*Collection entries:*
* * *
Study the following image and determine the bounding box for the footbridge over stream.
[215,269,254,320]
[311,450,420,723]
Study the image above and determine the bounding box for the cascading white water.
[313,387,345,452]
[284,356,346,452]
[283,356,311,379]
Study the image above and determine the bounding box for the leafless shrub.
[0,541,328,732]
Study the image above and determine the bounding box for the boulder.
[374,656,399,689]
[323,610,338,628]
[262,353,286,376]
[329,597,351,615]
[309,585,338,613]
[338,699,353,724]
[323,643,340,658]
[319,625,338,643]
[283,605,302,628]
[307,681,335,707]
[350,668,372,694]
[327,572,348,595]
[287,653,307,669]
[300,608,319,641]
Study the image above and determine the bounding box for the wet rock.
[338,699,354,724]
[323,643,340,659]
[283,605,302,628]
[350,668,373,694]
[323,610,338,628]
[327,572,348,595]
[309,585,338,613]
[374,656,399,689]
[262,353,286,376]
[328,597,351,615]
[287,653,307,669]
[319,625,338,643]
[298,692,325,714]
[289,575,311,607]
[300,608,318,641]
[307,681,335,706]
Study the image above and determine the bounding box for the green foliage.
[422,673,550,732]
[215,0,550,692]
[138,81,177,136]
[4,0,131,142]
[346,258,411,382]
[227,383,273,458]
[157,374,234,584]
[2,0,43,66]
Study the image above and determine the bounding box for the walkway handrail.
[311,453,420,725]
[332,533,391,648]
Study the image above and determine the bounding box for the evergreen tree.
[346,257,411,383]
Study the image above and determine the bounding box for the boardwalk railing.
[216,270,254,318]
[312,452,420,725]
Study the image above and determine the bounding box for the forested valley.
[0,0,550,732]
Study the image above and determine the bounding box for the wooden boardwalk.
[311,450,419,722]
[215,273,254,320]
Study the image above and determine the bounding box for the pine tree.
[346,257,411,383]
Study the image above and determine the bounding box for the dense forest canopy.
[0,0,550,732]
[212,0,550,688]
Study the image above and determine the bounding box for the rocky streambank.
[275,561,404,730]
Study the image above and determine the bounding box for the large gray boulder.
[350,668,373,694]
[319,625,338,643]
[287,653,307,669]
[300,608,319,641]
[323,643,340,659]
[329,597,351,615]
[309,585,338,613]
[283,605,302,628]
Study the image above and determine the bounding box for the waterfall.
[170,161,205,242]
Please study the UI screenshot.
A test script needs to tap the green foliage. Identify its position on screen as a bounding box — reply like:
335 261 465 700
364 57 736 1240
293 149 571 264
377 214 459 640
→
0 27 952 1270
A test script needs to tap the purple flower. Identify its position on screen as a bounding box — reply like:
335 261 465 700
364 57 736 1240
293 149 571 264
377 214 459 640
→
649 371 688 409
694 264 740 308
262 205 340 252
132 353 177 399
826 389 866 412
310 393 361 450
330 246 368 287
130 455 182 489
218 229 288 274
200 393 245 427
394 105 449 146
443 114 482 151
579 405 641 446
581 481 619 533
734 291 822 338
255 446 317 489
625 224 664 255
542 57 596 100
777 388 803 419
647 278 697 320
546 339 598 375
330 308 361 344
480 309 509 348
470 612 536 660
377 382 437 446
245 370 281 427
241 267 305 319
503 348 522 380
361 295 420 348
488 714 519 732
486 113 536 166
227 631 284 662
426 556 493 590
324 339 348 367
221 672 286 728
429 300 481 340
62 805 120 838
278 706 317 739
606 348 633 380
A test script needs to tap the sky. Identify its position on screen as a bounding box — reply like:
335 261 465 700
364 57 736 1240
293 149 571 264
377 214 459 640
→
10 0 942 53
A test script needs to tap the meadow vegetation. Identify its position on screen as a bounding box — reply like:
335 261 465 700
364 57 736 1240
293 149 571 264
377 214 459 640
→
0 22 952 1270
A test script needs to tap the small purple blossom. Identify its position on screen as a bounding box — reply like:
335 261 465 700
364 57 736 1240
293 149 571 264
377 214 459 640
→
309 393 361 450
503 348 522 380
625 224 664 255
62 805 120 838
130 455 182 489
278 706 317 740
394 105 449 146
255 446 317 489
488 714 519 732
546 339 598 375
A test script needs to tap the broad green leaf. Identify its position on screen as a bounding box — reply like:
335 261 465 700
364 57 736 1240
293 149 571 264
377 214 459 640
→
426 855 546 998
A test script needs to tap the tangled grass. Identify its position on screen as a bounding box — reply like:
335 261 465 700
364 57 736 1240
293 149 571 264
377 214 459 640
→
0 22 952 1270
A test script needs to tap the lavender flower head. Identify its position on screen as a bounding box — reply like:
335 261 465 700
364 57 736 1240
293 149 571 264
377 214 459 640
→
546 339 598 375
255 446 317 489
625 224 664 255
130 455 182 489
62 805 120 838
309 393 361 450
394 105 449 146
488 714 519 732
* * *
Rewrite everything from the line containing "Please study the UI screenshot." down to the line containing "0 27 952 1270", both included, raising each bounding-box coordinate in the answers by 105. Leave the requests and their sample numbers unchanged.

Please study the UI screenshot.
A test script needs to tap the green foliage. Identify its position on screen as a bounding box — reply like:
335 261 465 700
364 57 736 1240
293 149 571 264
377 214 459 640
→
105 132 1057 1375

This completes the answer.